--- start THE DATA ---
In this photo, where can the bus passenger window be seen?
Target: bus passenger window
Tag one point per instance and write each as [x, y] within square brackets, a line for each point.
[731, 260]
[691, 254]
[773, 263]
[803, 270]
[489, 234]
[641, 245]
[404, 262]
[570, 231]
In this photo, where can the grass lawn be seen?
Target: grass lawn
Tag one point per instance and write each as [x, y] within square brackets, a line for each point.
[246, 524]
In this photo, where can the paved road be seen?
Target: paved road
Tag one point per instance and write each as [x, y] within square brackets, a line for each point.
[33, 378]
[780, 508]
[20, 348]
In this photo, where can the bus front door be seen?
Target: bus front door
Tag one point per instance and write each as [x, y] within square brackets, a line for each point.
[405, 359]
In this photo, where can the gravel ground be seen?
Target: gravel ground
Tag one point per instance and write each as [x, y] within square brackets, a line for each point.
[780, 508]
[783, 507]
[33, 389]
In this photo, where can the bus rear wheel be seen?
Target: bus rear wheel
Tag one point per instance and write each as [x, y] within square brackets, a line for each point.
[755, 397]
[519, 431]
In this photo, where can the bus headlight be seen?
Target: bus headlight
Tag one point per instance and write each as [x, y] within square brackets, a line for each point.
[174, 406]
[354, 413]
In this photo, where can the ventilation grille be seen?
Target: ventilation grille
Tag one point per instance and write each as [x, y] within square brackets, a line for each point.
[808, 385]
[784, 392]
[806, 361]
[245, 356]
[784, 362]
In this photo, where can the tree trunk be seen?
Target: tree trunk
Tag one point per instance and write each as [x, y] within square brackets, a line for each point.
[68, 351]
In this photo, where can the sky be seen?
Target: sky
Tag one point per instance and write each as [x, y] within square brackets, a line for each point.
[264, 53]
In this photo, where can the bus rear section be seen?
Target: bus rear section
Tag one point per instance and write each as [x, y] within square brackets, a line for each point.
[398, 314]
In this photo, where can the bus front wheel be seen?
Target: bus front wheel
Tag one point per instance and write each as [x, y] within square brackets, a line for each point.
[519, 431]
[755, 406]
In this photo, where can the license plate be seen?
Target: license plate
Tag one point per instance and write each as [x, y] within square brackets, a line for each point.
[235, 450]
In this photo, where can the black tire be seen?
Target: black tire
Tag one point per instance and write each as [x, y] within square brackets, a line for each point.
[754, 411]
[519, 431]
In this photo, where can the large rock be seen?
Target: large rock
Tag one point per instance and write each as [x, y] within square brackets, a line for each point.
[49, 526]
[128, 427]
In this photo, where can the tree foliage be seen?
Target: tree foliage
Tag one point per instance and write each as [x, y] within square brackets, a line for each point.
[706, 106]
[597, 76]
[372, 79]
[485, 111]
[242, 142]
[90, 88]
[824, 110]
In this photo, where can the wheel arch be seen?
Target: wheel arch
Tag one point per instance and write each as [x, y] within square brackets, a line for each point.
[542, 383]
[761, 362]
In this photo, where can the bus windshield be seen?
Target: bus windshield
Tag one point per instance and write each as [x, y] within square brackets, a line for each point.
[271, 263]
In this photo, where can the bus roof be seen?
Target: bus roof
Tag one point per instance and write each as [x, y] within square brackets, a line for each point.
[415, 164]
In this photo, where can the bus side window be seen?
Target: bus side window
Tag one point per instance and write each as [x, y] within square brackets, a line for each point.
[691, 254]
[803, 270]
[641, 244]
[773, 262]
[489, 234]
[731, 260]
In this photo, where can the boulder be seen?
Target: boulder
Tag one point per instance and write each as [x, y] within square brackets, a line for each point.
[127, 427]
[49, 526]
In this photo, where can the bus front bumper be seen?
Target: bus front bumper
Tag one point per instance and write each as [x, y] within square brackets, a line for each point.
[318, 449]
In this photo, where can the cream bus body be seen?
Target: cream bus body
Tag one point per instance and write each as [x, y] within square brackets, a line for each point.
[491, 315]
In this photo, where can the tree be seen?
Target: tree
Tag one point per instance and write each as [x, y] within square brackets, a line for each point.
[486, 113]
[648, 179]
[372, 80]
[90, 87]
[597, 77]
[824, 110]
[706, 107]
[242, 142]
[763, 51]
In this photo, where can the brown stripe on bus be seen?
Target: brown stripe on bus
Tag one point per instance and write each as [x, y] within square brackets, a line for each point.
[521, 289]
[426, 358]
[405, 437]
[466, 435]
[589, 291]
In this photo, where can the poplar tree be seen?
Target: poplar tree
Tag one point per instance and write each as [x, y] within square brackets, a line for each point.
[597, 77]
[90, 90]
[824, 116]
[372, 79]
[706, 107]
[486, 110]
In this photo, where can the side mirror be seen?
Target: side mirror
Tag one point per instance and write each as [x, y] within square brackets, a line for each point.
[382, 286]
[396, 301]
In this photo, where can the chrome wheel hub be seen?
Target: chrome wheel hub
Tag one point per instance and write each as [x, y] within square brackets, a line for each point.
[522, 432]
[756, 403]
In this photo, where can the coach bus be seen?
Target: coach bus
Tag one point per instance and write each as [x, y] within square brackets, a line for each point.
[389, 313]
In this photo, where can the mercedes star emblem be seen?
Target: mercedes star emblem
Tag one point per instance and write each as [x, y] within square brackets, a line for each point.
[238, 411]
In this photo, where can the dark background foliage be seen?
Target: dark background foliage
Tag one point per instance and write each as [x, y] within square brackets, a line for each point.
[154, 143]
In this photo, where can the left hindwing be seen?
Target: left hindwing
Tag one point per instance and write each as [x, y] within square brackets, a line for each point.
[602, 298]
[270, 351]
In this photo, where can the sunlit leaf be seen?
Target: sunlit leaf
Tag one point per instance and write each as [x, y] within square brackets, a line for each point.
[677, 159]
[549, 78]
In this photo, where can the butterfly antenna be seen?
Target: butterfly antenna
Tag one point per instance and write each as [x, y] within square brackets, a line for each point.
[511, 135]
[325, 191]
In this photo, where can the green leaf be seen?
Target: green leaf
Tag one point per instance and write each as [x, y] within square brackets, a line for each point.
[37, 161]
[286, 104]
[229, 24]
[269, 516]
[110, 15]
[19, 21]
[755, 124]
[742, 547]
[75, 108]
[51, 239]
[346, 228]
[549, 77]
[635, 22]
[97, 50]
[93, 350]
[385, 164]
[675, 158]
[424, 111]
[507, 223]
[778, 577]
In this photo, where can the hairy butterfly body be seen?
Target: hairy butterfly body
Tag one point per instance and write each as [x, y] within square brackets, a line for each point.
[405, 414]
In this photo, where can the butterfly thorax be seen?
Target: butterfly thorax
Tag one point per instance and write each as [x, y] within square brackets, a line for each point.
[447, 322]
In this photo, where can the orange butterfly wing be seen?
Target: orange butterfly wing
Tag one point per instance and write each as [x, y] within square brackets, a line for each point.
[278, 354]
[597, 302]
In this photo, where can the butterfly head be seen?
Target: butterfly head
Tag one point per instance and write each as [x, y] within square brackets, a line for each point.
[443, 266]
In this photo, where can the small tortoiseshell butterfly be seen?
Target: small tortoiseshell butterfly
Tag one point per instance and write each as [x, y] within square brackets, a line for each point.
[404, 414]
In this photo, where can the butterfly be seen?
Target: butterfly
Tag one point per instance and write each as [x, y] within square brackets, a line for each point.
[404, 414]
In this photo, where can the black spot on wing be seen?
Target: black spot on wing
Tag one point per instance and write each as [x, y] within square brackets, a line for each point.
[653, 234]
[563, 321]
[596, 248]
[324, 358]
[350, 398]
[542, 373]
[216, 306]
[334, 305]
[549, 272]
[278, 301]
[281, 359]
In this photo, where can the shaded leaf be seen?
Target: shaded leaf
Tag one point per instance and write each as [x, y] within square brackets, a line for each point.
--- end THE DATA ---
Copy each line of the data above without altering a single character.

In this photo, where can the bus passenger window be seen?
Target: bus passenger window
Tag one point per instance and write each as [x, y] within square brackets, a line for each point.
[731, 260]
[691, 254]
[773, 263]
[803, 270]
[489, 234]
[641, 245]
[404, 262]
[570, 231]
In this photo, where can the grass lawn be seen?
Target: grass lawn
Tag one point per instance and write each as [x, y] within square brackets, a line for each point.
[246, 524]
In this photo, where can the paved road be seen?
Target: paved road
Tag one point per instance and write each as [x, y] within square brackets, a line for each point.
[33, 378]
[780, 508]
[20, 348]
In this photo, where can the bus front door be seen?
Target: bus front door
Tag one point per instance and write each as [x, y] within square brackets, a line for each point.
[405, 359]
In this photo, where can the gravel ground be seen?
Target: gravel ground
Tag one point per instance and write each as [x, y] within square brackets, a line for each point.
[780, 508]
[783, 507]
[33, 389]
In this photo, where can the bus rear wheel be seen?
Target: bus rear wheel
Tag one point per instance and write each as [x, y] within square brackets, a line for each point.
[755, 397]
[519, 431]
In this photo, where can the bus headlight be seen?
Target: bus headlight
Tag one point per instance and write each as [x, y] within square brackets, a line for each point.
[174, 406]
[354, 413]
In this photo, where can the ventilation grille be seen?
Target: ventilation grille
Tag one point per instance and write each as [x, y] within square brackets, a line for each point.
[808, 385]
[784, 392]
[806, 361]
[245, 356]
[784, 362]
In this photo, where can the tree trunk be seen?
Target: tree trunk
Tag one point per instance and write each as [x, y] within square brackets, a line for each point.
[68, 351]
In this photo, where can the sky be seen?
Target: sky
Tag one point per instance and write each as [x, y] within square brackets, a line for each point.
[264, 53]
In this photo, where can the bus rear section be seen?
Target: bus rear section
Tag one point per instance and write each as [x, y] within square brackets, a line for each point.
[398, 314]
In this photo, where can the bus front wheel be seen?
Target: bus front wheel
Tag one point per instance and write each as [x, y] within square brackets, a line for each point.
[519, 431]
[755, 406]
In this photo, where can the license plate be seen?
Target: license plate
Tag one point per instance and write each as [x, y] within square brackets, a line for each point.
[235, 450]
In this photo, where can the black tire be seen?
Target: black tire
Tag one point per instance and write each as [x, y] within square brackets, a line for each point.
[754, 411]
[519, 431]
In this photo, where can the large rock be seen?
Target: large rock
Tag one point per instance and write each as [x, y] within square brackets, a line for each point.
[49, 526]
[128, 427]
In this photo, where can the tree foliage be seen?
Target: tree foliage
Tag one point per instance and write each as [x, y] within square brackets, a line for each point.
[706, 106]
[597, 76]
[372, 79]
[485, 111]
[242, 142]
[90, 88]
[824, 110]
In this photo, where can the wheel arch be seen?
Target: wheel arch
Tag one point per instance and write each as [x, y] within square brackets, a line for each point.
[542, 383]
[761, 362]
In this photo, where can the bus windshield be seen?
Target: bus windshield
Tag one point per instance and write each as [x, y] within square brackets, a line for each point.
[271, 263]
In this photo, where can the bus roof be seen?
Target: bus roof
Tag one point per instance and write each as [x, y] within square brackets, a line for each point.
[415, 164]
In this photo, where can the bus side window be seen?
Target: bus side window
Tag one point per instance and write each as [x, y] within square brackets, a line for each point.
[691, 254]
[803, 270]
[641, 244]
[773, 262]
[489, 234]
[731, 260]
In this photo, where can the boulder be seen?
Target: boulder
Tag one point per instance and write each as [x, y] within square brackets, a line for each point.
[127, 427]
[49, 526]
In this photo, where can the bus front bumper be seen?
Target: bus front bumper
Tag one point per instance and write each as [x, y] within square brackets, a line for each point.
[318, 449]
In this photo, where can the cream bus body be seen?
Target: cream bus body
Tag one point per instance and write each as [x, y] within square brackets, a line for each point.
[491, 315]
In this photo, where can the tree be seen?
Target: tree
Tag one point per instance and write each as [x, y] within square brackets, a line for each point.
[486, 113]
[648, 179]
[372, 80]
[90, 87]
[597, 77]
[824, 110]
[706, 107]
[242, 142]
[763, 51]
In this photo, where can the brown stripe on bus be seen?
Target: brown stripe on bus
Tag one point per instance and write each as [x, y] within square brackets, a line for each point.
[521, 289]
[426, 358]
[405, 437]
[466, 435]
[589, 291]
In this photo, where can the poplar tree be seen?
Target: poplar tree
Tag one point per instance and write each as [x, y] within square brackets, a line for each point.
[597, 77]
[90, 90]
[824, 116]
[372, 79]
[706, 107]
[486, 110]
In this photo, where can the side mirror be seen?
Target: side mirror
Tag one point per instance and write each as [x, y] within square brackets, a line for each point.
[382, 286]
[396, 301]
In this photo, where can the chrome wheel hub be seen?
Target: chrome wheel hub
Tag one point per instance and write each as [x, y] within square brackets, a line for each point.
[522, 432]
[756, 403]
In this photo, where can the coach bus be seen?
Target: coach bus
Tag one point per instance and write each as [x, y] within square brackets, a line for each point.
[389, 313]
In this photo, where can the mercedes star emblem be seen?
Target: mercedes star emblem
Tag one point per instance and write each as [x, y] within square brackets, a line for each point.
[238, 411]
In this photo, where can the dark background foliage be seen?
Target: dark background foliage
Tag one point per instance and write each as [x, y] within square brackets, a line for each point.
[154, 143]
In this photo, where can the left hindwing be seen?
Target: left hindwing
Tag one point per instance and write each as [x, y] within square brackets, a line for each point.
[602, 298]
[270, 351]
In this photo, where can the sunlit leaf be seen?
Target: sunlit leaf
Tag one point per instance and write each as [x, y] within square brackets, a line for each point.
[677, 159]
[549, 78]
In this photo, where can the butterfly antenna be seen?
Target: butterfly antenna
Tag one point per instance and write each as [x, y] within square brackets, a line for each point.
[511, 135]
[325, 191]
In this photo, where can the green leaf be seen?
Target: green leaf
Tag one point per instance and write each as [x, y] within square brackets, a line for each point.
[37, 161]
[286, 104]
[229, 24]
[269, 516]
[110, 15]
[19, 21]
[755, 124]
[742, 547]
[75, 108]
[51, 239]
[346, 228]
[549, 77]
[635, 22]
[97, 50]
[93, 350]
[385, 164]
[675, 158]
[424, 111]
[507, 223]
[778, 577]
In this photo, where can the hairy butterfly body be seen?
Target: hairy butterfly body
Tag one point per instance and write each as [x, y] within square brackets, a line for each point.
[405, 414]
In this photo, where can the butterfly thorax be seen?
Target: butterfly thorax
Tag one point per instance and write each as [x, y] within square brackets, a line for each point.
[447, 322]
In this photo, where can the orange butterfly wing be seen?
Target: orange butterfly wing
Tag one point per instance and write each as [x, y] within square brackets, a line for each point.
[278, 354]
[597, 302]
In this photo, where can the butterfly head be seen?
Target: butterfly head
Tag one point per instance and write each as [x, y] within square brackets, a line for each point.
[443, 266]
In this photo, where can the small tortoiseshell butterfly be seen?
Target: small tortoiseshell butterfly
Tag one point per instance and write each as [x, y] within square brackets, a line for each point.
[404, 414]
In this photo, where can the butterfly be seen?
Target: butterfly
Tag one point per instance and write each as [x, y] within square brackets, a line for each point.
[404, 414]
In this photo, where can the black spot on wing be seen?
Target: black spot on wing
Tag one point per instance and write each as [x, y] within square brackets, a line for each point.
[653, 234]
[563, 321]
[596, 248]
[324, 358]
[350, 398]
[542, 373]
[216, 306]
[334, 305]
[549, 272]
[278, 301]
[281, 359]
In this photo, where can the shaded leaf be seen?
Target: shaded leaf
Tag one point per instance and write each as [x, y] within square brackets, a line for each point.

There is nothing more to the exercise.